What you need to do:
Extract every line of the records below and reproduce each one verbatim, in the same order.

(Dataset rows showing where objects appear)
-- START --
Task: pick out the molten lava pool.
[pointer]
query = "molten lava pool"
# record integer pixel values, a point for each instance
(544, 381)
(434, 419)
-- END --
Completed exercise:
Task: pick out the molten lava pool.
[pointer]
query = "molten lava pool"
# record integer pixel values, a point for each instance
(544, 381)
(434, 419)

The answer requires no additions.